EXCERPTED TEXT:
───

Jeremiah 35:12 serves as a pivotal transitional verse, signaling the immediate and authoritative arrival of a divine message to the prophet Jeremiah. Following the profound object lesson of the Rechabites' unwavering obedience to their ancestor's command, this verse establishes that the Lord Himself is about to speak, directly interpreting the significance of their faithfulness in stark contrast to the persistent disobedience of Judah. It underscores the divine origin and weighty importance of the pronouncement that follows, preparing the audience for a direct word from God concerning covenant fidelity and its consequences.

CONTEXT

  • Literary Context: This verse acts as a crucial hinge within Jeremiah chapter 35. It immediately follows the detailed account of the Rechabites' steadfast adherence to the ancient command of their ancestor Jonadab, which involved abstaining from wine, living in tents, and refraining from agricultural pursuits, as described in Jeremiah 35:1-11. Jeremiah, under divine instruction, had presented them with wine, testing their resolve, and their unwavering refusal provided a powerful, living illustration of obedience. Verse 12 then signals a shift from the narrative of the test to the divine interpretation and application of this object lesson, setting the stage for God's direct comparison between the Rechabites' faithfulness and Judah's pervasive rebellion.
  • Historical & Cultural Context: Jeremiah's prophetic ministry unfolded during a tumultuous period in Judah's history, marked by political instability, spiritual apostasy, and the looming threat of Babylonian invasion. The people of Judah and Jerusalem had repeatedly broken their covenant with Yahweh, engaging in idolatry, social injustice, and rejecting prophetic warnings. In this context, the Rechabites represented a unique, counter-cultural group that maintained a semi-nomadic lifestyle and strict adherence to ancestral traditions, standing in stark contrast to the settled, often syncretistic, society of Judah. Their disciplined, obedient way of life, though rooted in human tradition, served as a powerful indictment of Judah's failure to obey divine commands, preparing the ground for God's direct address.
  • Key Themes: Jeremiah 35:12, while brief, contributes significantly to several overarching themes within the book of Jeremiah. It powerfully highlights the theme of Divine Revelation, emphasizing that God actively communicates His will and judgment to humanity through His chosen prophets. The phrase "the word of the LORD" underscores Prophetic Authority, validating Jeremiah's role as God's authoritative messenger and ensuring that the subsequent message carries ultimate divine weight, not merely human opinion. Furthermore, this verse sets the immediate stage for the theme of Obedience vs. Disobedience, as God is about to draw a direct comparison between the Rechabites' faithfulness and Judah's persistent rebellion, a comparison central to the subsequent verses, particularly Jeremiah 35:13-16. It also subtly introduces the theme of God's Justice, as the arrival of His word signals an imminent, righteous assessment and consequence for Judah's actions.

───

Records excerpted from a collection
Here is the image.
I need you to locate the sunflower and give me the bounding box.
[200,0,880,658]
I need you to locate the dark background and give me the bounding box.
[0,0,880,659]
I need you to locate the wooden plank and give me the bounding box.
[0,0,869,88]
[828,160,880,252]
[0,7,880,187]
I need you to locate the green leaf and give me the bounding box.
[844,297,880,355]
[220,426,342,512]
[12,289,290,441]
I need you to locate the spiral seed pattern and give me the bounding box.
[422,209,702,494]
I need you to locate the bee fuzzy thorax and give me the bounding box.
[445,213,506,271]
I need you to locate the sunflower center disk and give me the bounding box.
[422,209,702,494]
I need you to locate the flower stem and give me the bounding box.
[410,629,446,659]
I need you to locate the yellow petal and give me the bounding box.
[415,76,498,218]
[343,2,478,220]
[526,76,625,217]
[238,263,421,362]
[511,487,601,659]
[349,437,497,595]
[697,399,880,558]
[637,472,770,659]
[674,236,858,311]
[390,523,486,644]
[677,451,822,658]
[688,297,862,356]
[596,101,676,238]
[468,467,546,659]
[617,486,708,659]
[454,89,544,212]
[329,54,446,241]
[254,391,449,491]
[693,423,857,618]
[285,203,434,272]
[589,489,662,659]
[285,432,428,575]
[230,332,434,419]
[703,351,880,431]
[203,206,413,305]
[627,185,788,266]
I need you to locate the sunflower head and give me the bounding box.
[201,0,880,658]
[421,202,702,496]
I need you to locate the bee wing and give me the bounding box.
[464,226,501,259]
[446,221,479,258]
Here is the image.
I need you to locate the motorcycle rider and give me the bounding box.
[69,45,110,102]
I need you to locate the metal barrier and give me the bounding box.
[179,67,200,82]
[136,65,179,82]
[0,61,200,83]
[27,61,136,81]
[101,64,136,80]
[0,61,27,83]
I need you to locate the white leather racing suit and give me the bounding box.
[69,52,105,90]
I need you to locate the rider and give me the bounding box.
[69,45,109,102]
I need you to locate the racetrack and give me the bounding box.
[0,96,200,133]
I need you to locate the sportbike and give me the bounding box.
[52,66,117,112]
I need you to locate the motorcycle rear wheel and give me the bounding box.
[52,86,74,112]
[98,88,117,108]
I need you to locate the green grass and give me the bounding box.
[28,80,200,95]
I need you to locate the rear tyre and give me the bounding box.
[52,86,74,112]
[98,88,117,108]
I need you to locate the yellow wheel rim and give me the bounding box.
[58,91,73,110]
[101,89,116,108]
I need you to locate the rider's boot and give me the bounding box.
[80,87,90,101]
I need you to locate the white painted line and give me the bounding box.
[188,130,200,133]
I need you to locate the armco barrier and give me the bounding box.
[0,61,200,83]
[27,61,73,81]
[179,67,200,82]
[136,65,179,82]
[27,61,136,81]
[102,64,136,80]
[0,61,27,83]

───

EXERCISES:
(a) According to the commentary on Jeremiah 35:12, what did the command of the Rechabites' ancestor Jonadab involve?
(b) Carry on the commentary on Jeremiah 35:12 from the point where it stops.

RESULTS IN ORDER:
(a) Abstaining from wine, living in tents, and refraining from agricultural pursuits.

(b)
EXPOSITION AND ANALYSIS

Key Word Analysis

  • word (Hebrew, dâbâr', H1697): This term (H1697) is far more comprehensive than merely a spoken utterance. It encompasses a "matter," "thing," "affair," "decree," "report," or "business." When applied to God, as "the word of the LORD," it signifies not just a message, but an authoritative declaration, a divine act, or a binding decree that carries the full weight of God's character and power. It implies something that is not only spoken but also effective and performative, often bringing about what it declares.
  • LORD (Hebrew, Yᵉhôvâh', H3068): This is the covenantal, personal name of God (H3068), often transliterated as "Jehovah" or "Yahweh." It signifies "the self-Existent" or "Eternal One." The use of this specific name emphasizes that the message originates from the sovereign, covenant-keeping God of Israel, the one who is faithful to His promises and just in His judgments. It underscores the ultimate authority and unwavering nature of the forthcoming revelation, emanating from the very essence of divine being.
  • saying (Hebrew, ʼâmar', H559): This primitive root (H559) means "to say" with great latitude, including "to appoint," "declare," "command," or "utter." In this context, it reinforces the directness and intentionality of God's communication to Jeremiah. It's not a vague impression or a general sense, but a clear, verbal pronouncement, indicating that the following message is a direct divine speech act, requiring immediate attention and obedience from both the prophet and his audience.

Verse Breakdown

  • "Then came the word of the LORD": This is a classic prophetic formula, frequently used throughout the Old Testament (e.g., 1 Kings 12:22, Isaiah 38:4). It signifies a direct, undeniable divine initiative. It's not Jeremiah seeking God, but God actively revealing Himself and His message. The "word" (dâbâr) here carries inherent authority and power, representing God's will and intention, which is about to be unfolded.
  • "unto Jeremiah": This specifies the recipient of the divine revelation. Jeremiah is God's chosen prophet, His mouthpiece to the people of Judah. The message is specifically directed to him, empowering him to deliver it with divine authority and ensuring its authenticity. This highlights the personal relationship between God and His prophet, and the divine appointment of Jeremiah for this specific task of mediating God's truth to a rebellious nation.
  • "saying": This participle indicates that the "word" is not merely an abstract concept or a past event but an active, verbal communication that is immediately unfolding. It implies that the content of God's message immediately follows, making this verse a direct introduction to the divine pronouncement concerning the Rechabites and Judah. It sets the expectation for a direct address from the Almighty, preparing the audience for the weighty pronouncements to come.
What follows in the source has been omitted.